▶ **ТЕКСТ ДЛЯ ЧТЕНИЯ**

Клюев внимательно читает всё, попадавшее ему в руки, касающееся не только его самого, но и «родимого» Сергея: «Нас не прельщают объяснения в любви к природе, былинкам, золотым главам церквей — мы предпочитаем даже малопонятные, но вызывающие колоритное представление „щипульные колки“ Есенина. Замечательно, что и самородки-поэты нашего времени начали с подражания литературным, неотчётливо даже воспринимаемым образцам, а после только впали в конкретность. Появилась особая даже — не народная, а „губернская“ — поэзия. В этом объяснение и характера, и успеха Клюева и Есенина» (Лазарь Берман в «Голосе жизни»). От восторгов по поводу поэзии молоденького собрата, который якобы «прежде всего „видит“, а потом уже чувствует, скажем даже… чувствует и осознаёт он гораздо меньше, чем видит» (Зоя Бухарова), и от сопоставлений с футуристами и Игорем Северянином уже рябит в глазах. Клюев пишет Есенину письмо, в наши дни многократно цитированное, которое обращает на себя внимание уже своим началом: Николай осторожно и деликатно пытается подойти к будущему выстраиванию отношений — реакция Есенина для него дороже собственных устремлений: «Голубь мой белый, ты в первой открытке собирался о многом со мной поговорить и уже во втором письме пишешь через строчку, и то вкратце — и на мои вопросы не отвечаешь вовсе. Я собираюсь в Петроград в конце августа, и ты, может быть, найдёшь что-либо нужным узнать про тебя, но я не знаю, что тебя больше затрагивает, и наберу мелочей, а нужное и полезное тебе упущу…» И всё же — слишком велик позыв сразу высказать главное — тревогу за «голубя», за его жизнь в литературном Петрограде, за его светлую голову, которой впору закружиться от вылитых на неё похвал.

▶ **ЗАДАНИЕ A**
Изложите короче абзац текста о Клюеве и Есенине, начинающийся словами «Клюев внимательно читает всё», сохранив его основные факты.

(Записи с разметкой положения)

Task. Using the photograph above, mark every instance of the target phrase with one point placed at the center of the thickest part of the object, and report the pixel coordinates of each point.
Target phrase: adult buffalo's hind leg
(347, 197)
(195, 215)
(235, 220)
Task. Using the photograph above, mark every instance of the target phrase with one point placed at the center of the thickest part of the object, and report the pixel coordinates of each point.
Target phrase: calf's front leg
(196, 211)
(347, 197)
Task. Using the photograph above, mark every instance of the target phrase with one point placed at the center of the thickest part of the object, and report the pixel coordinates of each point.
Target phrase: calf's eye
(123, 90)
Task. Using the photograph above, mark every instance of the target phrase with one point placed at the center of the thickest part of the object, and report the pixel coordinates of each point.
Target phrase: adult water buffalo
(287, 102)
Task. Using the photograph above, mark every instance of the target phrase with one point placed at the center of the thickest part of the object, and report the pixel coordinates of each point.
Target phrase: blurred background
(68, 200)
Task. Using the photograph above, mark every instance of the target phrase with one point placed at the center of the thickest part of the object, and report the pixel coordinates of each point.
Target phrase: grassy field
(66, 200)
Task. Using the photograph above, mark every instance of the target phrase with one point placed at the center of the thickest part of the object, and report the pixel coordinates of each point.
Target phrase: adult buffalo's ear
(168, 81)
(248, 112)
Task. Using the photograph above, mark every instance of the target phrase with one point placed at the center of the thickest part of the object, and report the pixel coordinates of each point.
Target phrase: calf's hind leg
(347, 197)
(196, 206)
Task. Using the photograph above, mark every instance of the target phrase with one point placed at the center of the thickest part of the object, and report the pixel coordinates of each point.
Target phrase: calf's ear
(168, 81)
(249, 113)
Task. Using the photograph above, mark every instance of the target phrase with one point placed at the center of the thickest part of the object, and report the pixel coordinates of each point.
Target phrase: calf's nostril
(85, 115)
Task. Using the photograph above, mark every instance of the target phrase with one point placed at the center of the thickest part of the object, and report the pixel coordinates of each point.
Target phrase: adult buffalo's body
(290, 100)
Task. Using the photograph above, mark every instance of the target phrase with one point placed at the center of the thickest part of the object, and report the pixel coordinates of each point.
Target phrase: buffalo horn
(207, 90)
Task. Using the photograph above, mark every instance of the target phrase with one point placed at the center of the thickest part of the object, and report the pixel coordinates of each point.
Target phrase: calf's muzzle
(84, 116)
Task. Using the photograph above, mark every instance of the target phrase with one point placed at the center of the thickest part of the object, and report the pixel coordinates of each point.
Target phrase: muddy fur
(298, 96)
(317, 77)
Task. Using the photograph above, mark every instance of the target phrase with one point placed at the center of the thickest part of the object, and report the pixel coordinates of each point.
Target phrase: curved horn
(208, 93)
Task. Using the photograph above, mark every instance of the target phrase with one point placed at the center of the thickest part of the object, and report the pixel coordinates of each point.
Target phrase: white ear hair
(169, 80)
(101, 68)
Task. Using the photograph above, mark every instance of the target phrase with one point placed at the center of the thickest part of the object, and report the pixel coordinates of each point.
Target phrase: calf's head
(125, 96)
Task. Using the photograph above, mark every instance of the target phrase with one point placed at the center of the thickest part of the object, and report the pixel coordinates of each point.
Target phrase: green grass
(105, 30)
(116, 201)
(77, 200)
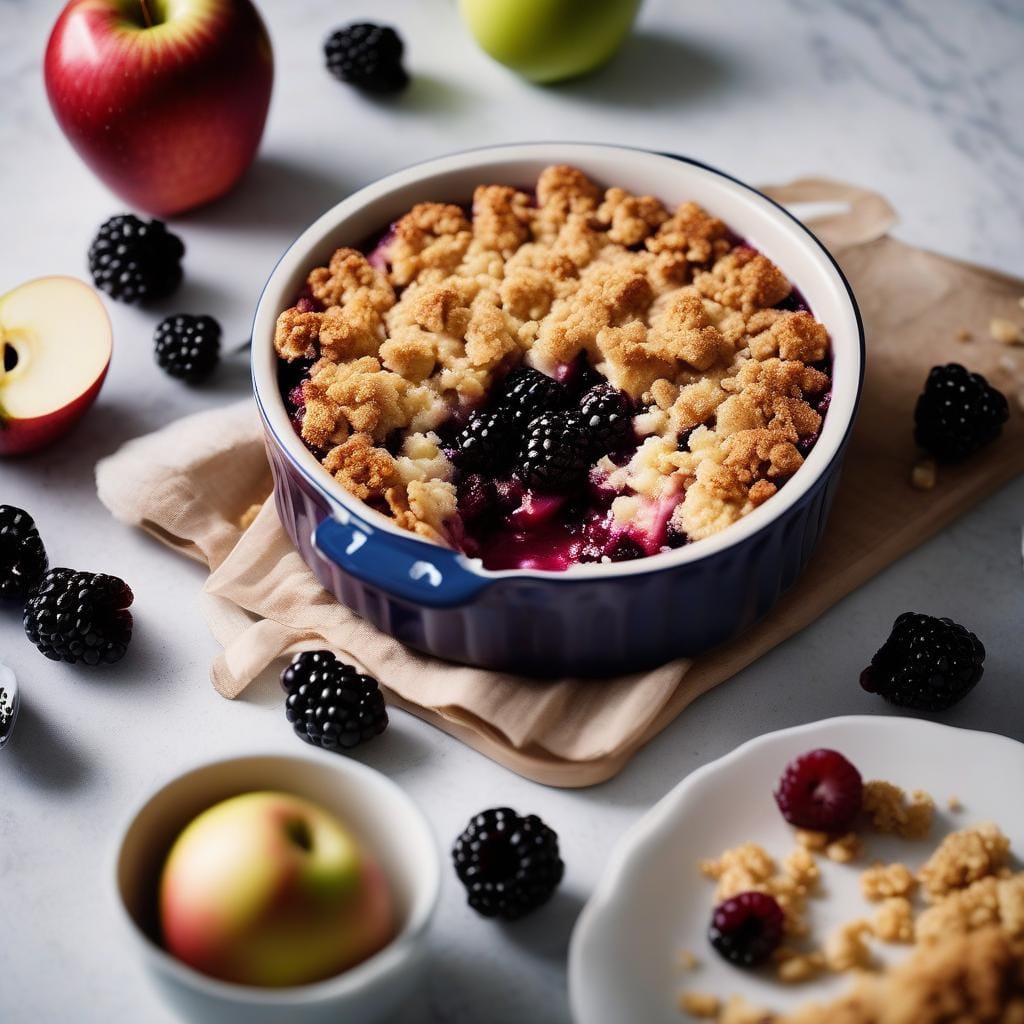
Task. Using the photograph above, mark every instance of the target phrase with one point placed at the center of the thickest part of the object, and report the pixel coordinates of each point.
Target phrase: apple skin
(169, 117)
(550, 40)
(242, 899)
(23, 435)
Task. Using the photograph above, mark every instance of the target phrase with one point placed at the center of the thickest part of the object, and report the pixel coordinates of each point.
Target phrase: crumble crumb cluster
(667, 305)
(968, 962)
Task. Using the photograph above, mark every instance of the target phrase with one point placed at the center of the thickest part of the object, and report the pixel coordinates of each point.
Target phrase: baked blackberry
(606, 417)
(820, 791)
(527, 393)
(509, 864)
(927, 664)
(957, 414)
(80, 616)
(554, 457)
(330, 704)
(747, 929)
(23, 557)
(187, 347)
(483, 442)
(368, 56)
(135, 261)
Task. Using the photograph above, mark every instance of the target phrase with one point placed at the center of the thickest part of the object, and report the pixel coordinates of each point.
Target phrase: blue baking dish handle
(408, 568)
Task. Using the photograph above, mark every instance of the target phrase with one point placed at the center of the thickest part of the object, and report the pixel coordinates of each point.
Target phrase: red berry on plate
(820, 791)
(747, 929)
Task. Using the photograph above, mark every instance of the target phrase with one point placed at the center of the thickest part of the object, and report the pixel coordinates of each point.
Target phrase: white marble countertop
(918, 98)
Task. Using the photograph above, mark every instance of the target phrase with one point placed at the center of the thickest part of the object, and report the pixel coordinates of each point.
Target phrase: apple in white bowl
(55, 344)
(164, 99)
(550, 40)
(269, 889)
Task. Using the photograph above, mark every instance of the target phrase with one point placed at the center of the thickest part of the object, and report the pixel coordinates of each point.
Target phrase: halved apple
(55, 344)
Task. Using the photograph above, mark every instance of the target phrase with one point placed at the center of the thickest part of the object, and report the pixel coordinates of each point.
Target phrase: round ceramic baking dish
(592, 619)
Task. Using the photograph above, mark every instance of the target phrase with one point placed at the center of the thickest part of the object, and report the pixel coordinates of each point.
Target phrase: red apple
(164, 99)
(268, 889)
(55, 345)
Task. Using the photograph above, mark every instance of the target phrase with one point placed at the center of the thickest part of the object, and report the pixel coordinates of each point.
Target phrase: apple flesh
(164, 99)
(55, 344)
(268, 889)
(550, 40)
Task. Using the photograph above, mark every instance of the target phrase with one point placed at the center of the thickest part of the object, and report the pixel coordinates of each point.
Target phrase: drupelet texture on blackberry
(484, 441)
(747, 929)
(187, 347)
(927, 664)
(957, 414)
(554, 457)
(605, 415)
(527, 393)
(135, 260)
(509, 864)
(80, 616)
(23, 557)
(330, 704)
(368, 56)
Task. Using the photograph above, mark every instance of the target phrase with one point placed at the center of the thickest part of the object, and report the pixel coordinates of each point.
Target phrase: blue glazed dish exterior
(550, 624)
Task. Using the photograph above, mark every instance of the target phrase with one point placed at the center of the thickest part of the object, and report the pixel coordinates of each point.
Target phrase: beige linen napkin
(194, 484)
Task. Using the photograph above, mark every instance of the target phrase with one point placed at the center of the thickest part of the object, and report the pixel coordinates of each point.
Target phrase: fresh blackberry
(368, 56)
(554, 457)
(509, 864)
(330, 704)
(957, 414)
(820, 791)
(605, 414)
(528, 393)
(80, 616)
(927, 664)
(135, 260)
(23, 557)
(747, 929)
(187, 347)
(483, 442)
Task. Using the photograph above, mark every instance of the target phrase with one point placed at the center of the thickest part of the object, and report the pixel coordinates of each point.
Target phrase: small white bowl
(379, 813)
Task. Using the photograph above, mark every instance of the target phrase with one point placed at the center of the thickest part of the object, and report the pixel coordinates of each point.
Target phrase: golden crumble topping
(666, 304)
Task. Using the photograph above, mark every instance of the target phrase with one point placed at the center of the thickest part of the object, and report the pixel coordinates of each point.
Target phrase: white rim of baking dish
(771, 228)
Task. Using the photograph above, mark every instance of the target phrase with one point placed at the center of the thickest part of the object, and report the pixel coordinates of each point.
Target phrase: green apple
(550, 40)
(268, 889)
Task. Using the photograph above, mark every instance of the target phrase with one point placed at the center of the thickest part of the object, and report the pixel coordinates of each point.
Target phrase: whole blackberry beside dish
(509, 864)
(605, 415)
(80, 616)
(23, 557)
(957, 414)
(554, 457)
(747, 929)
(135, 261)
(927, 664)
(330, 704)
(187, 347)
(368, 56)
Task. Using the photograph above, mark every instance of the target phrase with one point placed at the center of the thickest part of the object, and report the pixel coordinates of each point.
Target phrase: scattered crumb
(891, 811)
(1005, 331)
(847, 948)
(687, 960)
(924, 474)
(893, 922)
(845, 849)
(700, 1005)
(882, 881)
(964, 857)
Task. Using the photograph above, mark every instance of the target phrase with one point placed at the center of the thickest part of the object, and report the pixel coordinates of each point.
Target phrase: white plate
(652, 901)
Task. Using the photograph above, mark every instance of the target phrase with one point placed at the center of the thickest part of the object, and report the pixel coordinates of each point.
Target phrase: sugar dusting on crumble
(967, 962)
(665, 304)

▶ **ЗАДАНИЕ B**
Подсчитайте, сколько строк в записях содержат строку «buffalo», с учетом регистра. В ответе укажите только число.

▶ **ОТВЕТ К ЗАДАНИЮ A**
Клюев внимательно читает всё, что пишут о нём и о Есенине. Лазарь Берман в «Голосе жизни» отмечает, что колоритные «щипульные колки» Есенина привлекательнее признаний в любви к природе. По его словам, поэты-самородки начинали с подражания литературным образцам и лишь затем пришли к конкретности. Так возникла «губернская» поэзия, которой он объясняет характер и успех Клюева и Есенина. Зоя Бухарова восторгается тем, что молодой поэт прежде всего «видит», а уже потом чувствует. Его также постоянно сравнивают с футуристами и Игорем Северянином. Клюев пишет Есенину многократно цитируемое письмо. В нём он бережно подходит к будущим отношениям, ставя реакцию Есенина выше собственных устремлений. Он упрекает Есенина за краткость и неотвеченные вопросы и сообщает, что в конце августа собирается в Петроград. Вместе с тем Клюев сразу высказывает главное: тревогу за «голубя», за его жизнь в литературном Петрограде и за его голову, которая может закружиться от похвал.

▶ **ОТВЕТ К ЗАДАНИЮ B**
5